▶ [Given exercise]: Could you copy out the listing, starting with the line that contains "I need help locating the white plate" and going on through the line that contains "[131,0,232,53]", offsetting every bounding-box coordinate by adding 109 and keeping all other text as it is?
---------- Provided information
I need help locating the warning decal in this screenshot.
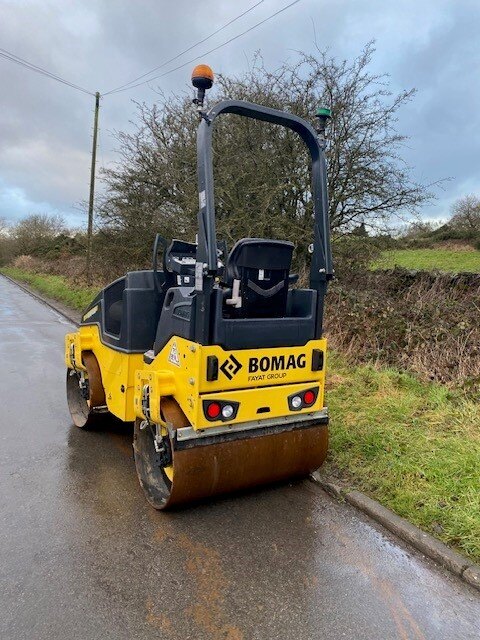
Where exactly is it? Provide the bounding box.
[168,340,180,367]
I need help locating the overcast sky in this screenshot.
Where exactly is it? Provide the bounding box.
[0,0,480,225]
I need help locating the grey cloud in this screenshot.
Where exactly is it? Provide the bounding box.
[0,0,480,223]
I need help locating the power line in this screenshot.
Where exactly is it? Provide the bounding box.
[103,0,265,96]
[0,48,95,96]
[103,0,301,96]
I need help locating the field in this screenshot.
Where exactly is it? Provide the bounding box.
[2,268,480,561]
[374,249,480,273]
[325,354,480,562]
[0,267,98,311]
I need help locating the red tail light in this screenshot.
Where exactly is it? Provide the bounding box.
[207,402,222,420]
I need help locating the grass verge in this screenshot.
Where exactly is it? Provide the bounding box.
[373,249,480,273]
[0,267,98,311]
[325,354,480,562]
[0,267,480,562]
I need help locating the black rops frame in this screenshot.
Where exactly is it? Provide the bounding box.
[195,100,333,344]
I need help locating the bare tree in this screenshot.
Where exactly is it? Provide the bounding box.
[450,194,480,234]
[11,213,66,255]
[99,44,432,270]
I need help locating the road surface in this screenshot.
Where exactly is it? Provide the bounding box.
[0,277,480,640]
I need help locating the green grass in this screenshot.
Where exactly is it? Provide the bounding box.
[325,355,480,561]
[1,267,480,561]
[373,249,480,273]
[0,267,98,311]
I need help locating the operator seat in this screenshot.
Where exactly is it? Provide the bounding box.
[224,238,294,318]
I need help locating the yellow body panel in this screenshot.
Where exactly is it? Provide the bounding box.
[65,325,327,429]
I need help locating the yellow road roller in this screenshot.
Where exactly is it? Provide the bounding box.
[65,65,333,509]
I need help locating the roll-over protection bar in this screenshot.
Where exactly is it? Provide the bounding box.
[195,100,333,344]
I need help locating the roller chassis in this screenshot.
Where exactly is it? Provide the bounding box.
[65,85,333,509]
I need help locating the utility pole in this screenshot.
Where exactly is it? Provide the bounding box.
[87,91,100,284]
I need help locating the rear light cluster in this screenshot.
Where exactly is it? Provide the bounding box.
[288,387,318,411]
[203,400,239,422]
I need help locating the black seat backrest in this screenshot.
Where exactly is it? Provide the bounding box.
[225,238,294,318]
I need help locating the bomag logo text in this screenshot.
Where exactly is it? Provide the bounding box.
[248,353,306,373]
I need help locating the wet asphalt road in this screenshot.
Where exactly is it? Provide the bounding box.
[0,277,480,640]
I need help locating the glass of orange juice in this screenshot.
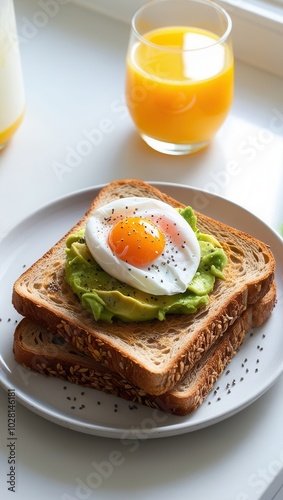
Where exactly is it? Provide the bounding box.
[0,0,25,150]
[126,0,234,155]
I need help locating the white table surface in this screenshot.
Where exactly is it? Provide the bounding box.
[0,0,283,500]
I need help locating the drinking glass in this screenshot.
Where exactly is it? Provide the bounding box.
[0,0,25,150]
[125,0,234,155]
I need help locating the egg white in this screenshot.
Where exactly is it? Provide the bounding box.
[85,197,200,295]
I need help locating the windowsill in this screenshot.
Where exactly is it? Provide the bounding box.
[72,0,283,77]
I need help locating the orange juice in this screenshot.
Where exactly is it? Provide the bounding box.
[126,26,234,144]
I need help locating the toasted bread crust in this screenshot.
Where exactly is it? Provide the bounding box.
[12,180,275,395]
[13,283,276,415]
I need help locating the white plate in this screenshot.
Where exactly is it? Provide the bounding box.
[0,183,283,439]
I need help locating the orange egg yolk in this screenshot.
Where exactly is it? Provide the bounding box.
[108,217,165,267]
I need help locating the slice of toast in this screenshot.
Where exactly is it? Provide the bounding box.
[13,284,276,415]
[12,180,275,395]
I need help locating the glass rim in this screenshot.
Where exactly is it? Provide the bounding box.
[131,0,232,53]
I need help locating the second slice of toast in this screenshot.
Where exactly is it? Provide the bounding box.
[13,284,276,416]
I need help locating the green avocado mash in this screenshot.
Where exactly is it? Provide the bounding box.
[66,207,227,322]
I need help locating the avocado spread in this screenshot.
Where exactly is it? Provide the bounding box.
[66,207,227,323]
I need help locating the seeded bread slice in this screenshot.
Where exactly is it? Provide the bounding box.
[12,180,275,395]
[13,284,276,415]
--------------------
▶ [Worked answer]:
I need help locating the white plate in this screenshot.
Where exactly is it? Provide the bounding box.
[109,292,392,548]
I need help locating the orange egg yolk in this screenshot.
Where exactly is it? Provide the bounding box.
[217,326,274,376]
I need help locating the slice of toast in this screenshot.
Where exactly is it? Provide the bounding box.
[122,393,385,524]
[121,289,384,504]
I need help locating the glass rim in this screenshot.
Where exactly is it? Provide the bounding box.
[240,109,341,162]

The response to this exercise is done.